◆ **Required work**
Give back the full listing that follows exactly as it reads.

BEGIN Exercise data

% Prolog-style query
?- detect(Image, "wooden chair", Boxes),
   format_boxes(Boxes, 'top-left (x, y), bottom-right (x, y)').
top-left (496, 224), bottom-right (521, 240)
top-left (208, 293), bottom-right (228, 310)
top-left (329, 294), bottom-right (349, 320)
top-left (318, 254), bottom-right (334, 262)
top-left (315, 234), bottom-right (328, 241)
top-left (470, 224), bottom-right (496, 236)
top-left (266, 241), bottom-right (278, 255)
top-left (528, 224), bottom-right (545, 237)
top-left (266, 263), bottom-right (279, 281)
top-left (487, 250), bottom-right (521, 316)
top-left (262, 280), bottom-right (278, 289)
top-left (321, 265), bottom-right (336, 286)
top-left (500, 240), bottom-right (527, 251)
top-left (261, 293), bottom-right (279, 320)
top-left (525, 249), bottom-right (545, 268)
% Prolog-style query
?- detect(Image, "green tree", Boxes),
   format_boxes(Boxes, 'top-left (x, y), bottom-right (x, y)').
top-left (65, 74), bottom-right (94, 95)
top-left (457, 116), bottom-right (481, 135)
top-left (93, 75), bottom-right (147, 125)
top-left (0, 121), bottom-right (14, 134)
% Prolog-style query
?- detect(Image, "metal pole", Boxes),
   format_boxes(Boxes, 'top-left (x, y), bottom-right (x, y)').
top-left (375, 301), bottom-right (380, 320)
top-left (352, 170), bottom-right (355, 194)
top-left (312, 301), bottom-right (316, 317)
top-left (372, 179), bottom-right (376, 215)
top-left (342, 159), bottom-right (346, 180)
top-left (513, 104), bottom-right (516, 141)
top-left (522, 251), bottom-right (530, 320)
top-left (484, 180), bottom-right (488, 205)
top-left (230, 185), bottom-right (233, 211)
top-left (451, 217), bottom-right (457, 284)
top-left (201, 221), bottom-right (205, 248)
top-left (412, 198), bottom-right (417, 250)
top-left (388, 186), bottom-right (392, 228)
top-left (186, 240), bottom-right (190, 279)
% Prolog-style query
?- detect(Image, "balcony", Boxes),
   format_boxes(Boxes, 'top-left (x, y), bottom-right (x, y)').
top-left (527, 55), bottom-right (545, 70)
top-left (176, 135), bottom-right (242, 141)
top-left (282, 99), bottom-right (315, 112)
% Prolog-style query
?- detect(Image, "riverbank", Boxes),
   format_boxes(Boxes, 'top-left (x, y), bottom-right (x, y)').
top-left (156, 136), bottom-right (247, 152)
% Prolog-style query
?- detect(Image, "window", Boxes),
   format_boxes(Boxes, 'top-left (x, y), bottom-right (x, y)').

END Exercise data

◆ **Written solution**
% Prolog-style query
?- detect(Image, "wooden chair", Boxes),
   format_boxes(Boxes, 'top-left (x, y), bottom-right (x, y)').
top-left (496, 224), bottom-right (521, 240)
top-left (208, 293), bottom-right (228, 310)
top-left (329, 294), bottom-right (349, 320)
top-left (318, 254), bottom-right (334, 262)
top-left (315, 234), bottom-right (328, 241)
top-left (470, 224), bottom-right (496, 236)
top-left (266, 241), bottom-right (278, 255)
top-left (528, 224), bottom-right (545, 237)
top-left (266, 263), bottom-right (279, 281)
top-left (487, 250), bottom-right (521, 316)
top-left (262, 280), bottom-right (278, 289)
top-left (321, 265), bottom-right (336, 286)
top-left (500, 240), bottom-right (527, 251)
top-left (261, 293), bottom-right (279, 320)
top-left (525, 249), bottom-right (545, 268)
% Prolog-style query
?- detect(Image, "green tree", Boxes),
   format_boxes(Boxes, 'top-left (x, y), bottom-right (x, y)').
top-left (65, 74), bottom-right (94, 95)
top-left (457, 116), bottom-right (481, 135)
top-left (93, 75), bottom-right (147, 125)
top-left (0, 121), bottom-right (14, 134)
% Prolog-style query
?- detect(Image, "metal pole", Boxes),
   format_boxes(Boxes, 'top-left (x, y), bottom-right (x, y)').
top-left (375, 301), bottom-right (380, 320)
top-left (352, 170), bottom-right (355, 194)
top-left (312, 301), bottom-right (316, 317)
top-left (372, 179), bottom-right (376, 215)
top-left (342, 159), bottom-right (346, 180)
top-left (513, 104), bottom-right (516, 141)
top-left (522, 251), bottom-right (530, 320)
top-left (484, 180), bottom-right (488, 205)
top-left (230, 185), bottom-right (233, 211)
top-left (451, 217), bottom-right (457, 284)
top-left (201, 221), bottom-right (205, 248)
top-left (412, 198), bottom-right (417, 250)
top-left (388, 186), bottom-right (392, 228)
top-left (186, 240), bottom-right (190, 279)
% Prolog-style query
?- detect(Image, "balcony", Boxes),
   format_boxes(Boxes, 'top-left (x, y), bottom-right (x, y)').
top-left (527, 55), bottom-right (545, 70)
top-left (176, 135), bottom-right (242, 141)
top-left (282, 99), bottom-right (315, 112)
% Prolog-style query
?- detect(Image, "riverbank", Boxes),
   format_boxes(Boxes, 'top-left (x, y), bottom-right (x, y)').
top-left (156, 136), bottom-right (247, 152)
% Prolog-style query
?- detect(Image, "window", Boxes),
   format_boxes(Boxes, 'top-left (x, y), bottom-right (x, y)').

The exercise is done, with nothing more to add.